**Text section**.
┌────────

In all SOFA simulations, i.e. using any animation loop, the collision phase is done separately from the physics simulation, and usually before the call to the solvers.
Collision detection is split in several phases, each implemented in a different component, and organized using a collision pipeline component.
The collision pipeline follows two steps: 1. a collision detection 2. a collision response
In PipelineImpl.h you can find the three associated functions:
/// Remove collision response from last step virtual void computeCollisionReset(); /// Detect new collisions. Note that this step must not modify the simulation graph virtual void computeCollisionDetection(); /// Add collision response in the simulation graph virtual void computeCollisionResponse();
The collision detection is usually divided into two detection steps: – a broad phase – a narrow phase
The broad phase uses the bounding boxes of each object with a collision model and checks whether these boxes collide or not. Inaccurate but efficient, this first step allows to quickly detect a supposed collision. As output, the broad phase returns pairs of colliding bounding boxes. Among the broad phase
The narrow phase of detection can rely on different intersection methods that use collision models to detect a contact.Note that different collision models are available to detect a contact: – using primitives: point, line, triangle, sphere, cube, cylinder or oriented bounding boxes (OBB) – using distance grid, associated to each object in the scene – using ray casting: that send rays in the volume of simulation to compute a volume of intersection
The different intersection methods available in SOFA are: – DiscreteIntersection : contact created when collision elements are intersecting, not fitted to surfacic collision models – MinProximityIntersection : contact created when collision elements are close to each other, optimized for meshes – NewProximityIntersection : contact created when collision elements are close to each other, not optimized for meshes – RayDiscreteIntersection : dedicated to ray casting method
As output, the narrow phase returns pairs of geometric primitives with the corresponding collision points.

└────────

**Dataset content**.
┌────────

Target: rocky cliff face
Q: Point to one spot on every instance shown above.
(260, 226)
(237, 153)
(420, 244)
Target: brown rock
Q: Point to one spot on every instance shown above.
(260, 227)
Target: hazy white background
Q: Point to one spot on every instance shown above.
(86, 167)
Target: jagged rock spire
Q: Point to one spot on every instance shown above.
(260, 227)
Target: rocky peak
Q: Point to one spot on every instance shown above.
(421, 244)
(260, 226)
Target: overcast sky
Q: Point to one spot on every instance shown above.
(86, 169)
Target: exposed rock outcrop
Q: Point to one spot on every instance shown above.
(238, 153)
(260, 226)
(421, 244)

└────────

**Exercise requirements**.
1) Name every intersection method that the SOFA collision text says is available in SOFA.
2) According to the SOFA collision text, what does the broad phase return as output?
3) Continue the text on SOFA collision detection from its final sentence.

**Results in order**.
1) DiscreteIntersection, MinProximityIntersection, NewProximityIntersection, RayDiscreteIntersection

2) Pairs of colliding bounding boxes.

3)
The colliding models returned by the narrow phase are finally given to the contact manager, which creates contact interactions of various types based on customizable rules. You can specify which one you want to use in the DefaultContactManager. Repulsion has been implemented based on penalties or on constraints using Lagrange multipliers, and is processed by the solvers together with the other forces and constraints.
When stiff contact penalties or contact constraints are created by the contact manager, an optional GroupManager component is used to create interaction groups handled by a common solver. When contacts disappear, interaction groups can be split to keep them as small as possible. The scenegraph structure thus changes along with the interaction groups.
Just as a notice, it is possible to create group of contact, create integration groups. Given a set of contacts, the CollisionGroupManager allows this. Contacts between models define a graph: by creating contact groups, the collision resolution will process each graph (i.e. collision group) separately.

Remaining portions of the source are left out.